Rewrite the items below, changing each "output goes here" to "result goes below" and leaving everything else as it is.
— start —
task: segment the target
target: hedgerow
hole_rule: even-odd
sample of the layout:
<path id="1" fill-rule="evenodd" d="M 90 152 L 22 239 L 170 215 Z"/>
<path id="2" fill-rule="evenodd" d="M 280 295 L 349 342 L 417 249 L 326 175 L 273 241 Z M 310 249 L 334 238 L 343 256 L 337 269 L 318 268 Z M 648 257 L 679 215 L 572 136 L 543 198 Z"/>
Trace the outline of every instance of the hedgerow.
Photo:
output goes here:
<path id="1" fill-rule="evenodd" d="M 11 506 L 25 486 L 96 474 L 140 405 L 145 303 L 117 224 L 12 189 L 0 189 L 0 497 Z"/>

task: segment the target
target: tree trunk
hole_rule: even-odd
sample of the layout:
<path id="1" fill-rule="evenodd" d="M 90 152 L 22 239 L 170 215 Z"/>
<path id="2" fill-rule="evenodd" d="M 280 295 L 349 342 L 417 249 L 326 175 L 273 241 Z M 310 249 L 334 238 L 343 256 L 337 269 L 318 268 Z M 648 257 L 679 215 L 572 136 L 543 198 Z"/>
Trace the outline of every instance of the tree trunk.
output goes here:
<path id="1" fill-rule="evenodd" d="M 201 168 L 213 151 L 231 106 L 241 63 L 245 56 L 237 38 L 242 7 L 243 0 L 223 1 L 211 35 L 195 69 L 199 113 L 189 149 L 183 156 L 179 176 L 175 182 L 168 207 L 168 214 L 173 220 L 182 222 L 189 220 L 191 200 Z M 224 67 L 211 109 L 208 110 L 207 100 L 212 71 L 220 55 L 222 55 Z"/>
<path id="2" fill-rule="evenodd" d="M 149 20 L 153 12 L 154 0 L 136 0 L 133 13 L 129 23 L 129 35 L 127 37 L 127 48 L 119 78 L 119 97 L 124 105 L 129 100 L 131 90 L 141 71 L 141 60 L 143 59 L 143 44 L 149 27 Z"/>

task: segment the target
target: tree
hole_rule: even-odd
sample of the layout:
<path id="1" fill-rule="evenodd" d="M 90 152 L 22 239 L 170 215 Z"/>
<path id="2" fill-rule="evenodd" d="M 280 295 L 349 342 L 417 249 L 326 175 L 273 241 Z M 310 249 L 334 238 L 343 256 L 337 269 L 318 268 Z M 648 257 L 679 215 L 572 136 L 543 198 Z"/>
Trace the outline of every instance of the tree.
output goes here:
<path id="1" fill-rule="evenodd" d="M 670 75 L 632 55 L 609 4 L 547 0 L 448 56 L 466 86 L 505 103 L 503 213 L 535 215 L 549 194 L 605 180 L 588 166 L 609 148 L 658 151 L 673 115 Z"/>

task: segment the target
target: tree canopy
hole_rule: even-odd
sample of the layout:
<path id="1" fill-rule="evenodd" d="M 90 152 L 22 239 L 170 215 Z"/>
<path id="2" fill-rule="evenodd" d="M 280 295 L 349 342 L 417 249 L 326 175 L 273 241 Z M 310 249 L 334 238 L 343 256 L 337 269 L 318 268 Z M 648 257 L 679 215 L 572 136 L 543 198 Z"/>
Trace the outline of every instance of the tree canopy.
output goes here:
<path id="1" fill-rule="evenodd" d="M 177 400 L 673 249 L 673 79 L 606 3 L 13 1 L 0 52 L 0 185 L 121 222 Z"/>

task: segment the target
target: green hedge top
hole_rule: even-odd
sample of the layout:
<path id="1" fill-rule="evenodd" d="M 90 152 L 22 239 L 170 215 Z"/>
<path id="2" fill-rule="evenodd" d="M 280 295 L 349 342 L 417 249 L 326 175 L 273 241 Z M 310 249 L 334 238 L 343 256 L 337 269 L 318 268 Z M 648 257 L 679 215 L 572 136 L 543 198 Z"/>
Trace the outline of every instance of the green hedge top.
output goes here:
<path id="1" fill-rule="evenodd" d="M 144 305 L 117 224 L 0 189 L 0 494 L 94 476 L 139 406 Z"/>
— end —
• _Expected answer_:
task: segment the target
target: hedgerow
hole_rule: even-odd
sample of the layout:
<path id="1" fill-rule="evenodd" d="M 90 152 L 22 239 L 170 215 Z"/>
<path id="2" fill-rule="evenodd" d="M 280 295 L 349 342 L 417 249 L 326 175 L 273 241 Z M 310 249 L 334 238 L 343 256 L 337 269 L 318 268 Z M 648 257 L 679 215 L 572 136 L 543 198 Z"/>
Trace the outline of every instance of the hedgerow.
Photo:
result goes below:
<path id="1" fill-rule="evenodd" d="M 11 506 L 25 486 L 96 474 L 140 405 L 145 303 L 117 224 L 12 189 L 0 189 L 0 497 Z"/>

task: segment the target
target: tree trunk
hole_rule: even-odd
sample of the layout:
<path id="1" fill-rule="evenodd" d="M 90 152 L 22 239 L 170 215 Z"/>
<path id="2" fill-rule="evenodd" d="M 280 295 L 349 342 L 417 249 L 326 175 L 273 241 Z M 310 249 L 334 238 L 343 256 L 337 269 L 318 268 Z M 648 257 L 679 215 L 572 136 L 543 198 Z"/>
Trace the outline of every instance of the tree trunk.
result goes below:
<path id="1" fill-rule="evenodd" d="M 201 168 L 213 151 L 231 106 L 241 63 L 245 56 L 237 38 L 242 7 L 243 0 L 223 1 L 211 35 L 195 69 L 199 113 L 189 149 L 183 156 L 179 176 L 175 182 L 168 207 L 168 214 L 173 220 L 182 222 L 189 220 L 191 200 Z M 224 67 L 211 109 L 208 110 L 207 100 L 212 71 L 220 55 L 222 55 Z"/>
<path id="2" fill-rule="evenodd" d="M 149 20 L 153 12 L 154 0 L 136 0 L 133 13 L 129 23 L 129 35 L 127 37 L 127 48 L 119 78 L 119 97 L 124 105 L 129 100 L 131 90 L 141 71 L 141 60 L 143 59 L 143 44 L 149 27 Z"/>

task: segment the target
target: tree
hole_rule: even-odd
sample of the layout:
<path id="1" fill-rule="evenodd" d="M 90 152 L 22 239 L 170 215 Z"/>
<path id="2" fill-rule="evenodd" d="M 280 295 L 349 342 L 417 249 L 326 175 L 273 241 Z M 310 249 L 334 238 L 343 256 L 337 269 L 318 268 Z M 648 257 L 679 215 L 572 136 L 543 198 Z"/>
Trace the outline of every instance of the tree.
result goes below:
<path id="1" fill-rule="evenodd" d="M 670 75 L 632 55 L 609 4 L 547 0 L 448 56 L 466 86 L 505 103 L 503 213 L 535 215 L 549 194 L 605 180 L 588 166 L 609 148 L 658 151 L 673 115 Z"/>

task: segment the target
target: tree canopy
hole_rule: even-odd
sample of the layout:
<path id="1" fill-rule="evenodd" d="M 90 152 L 22 239 L 170 215 Z"/>
<path id="2" fill-rule="evenodd" d="M 280 295 L 349 342 L 417 249 L 326 175 L 273 241 Z M 310 249 L 334 238 L 343 256 L 337 269 L 318 268 Z M 648 257 L 679 215 L 572 136 L 543 198 Z"/>
Trace the outline of every instance of the tree canopy.
result goes below:
<path id="1" fill-rule="evenodd" d="M 177 400 L 673 249 L 673 79 L 606 3 L 13 1 L 0 52 L 0 185 L 121 222 Z"/>

task: segment the target
target: green hedge top
hole_rule: even-odd
sample of the layout:
<path id="1" fill-rule="evenodd" d="M 90 152 L 22 239 L 170 215 Z"/>
<path id="2" fill-rule="evenodd" d="M 280 295 L 349 342 L 417 249 L 326 175 L 273 241 Z M 310 249 L 334 238 L 343 256 L 337 269 L 318 268 Z M 648 257 L 679 215 L 572 136 L 543 198 Z"/>
Trace the outline of every instance of the green hedge top.
result goes below:
<path id="1" fill-rule="evenodd" d="M 144 305 L 117 224 L 0 189 L 0 494 L 94 476 L 139 406 Z"/>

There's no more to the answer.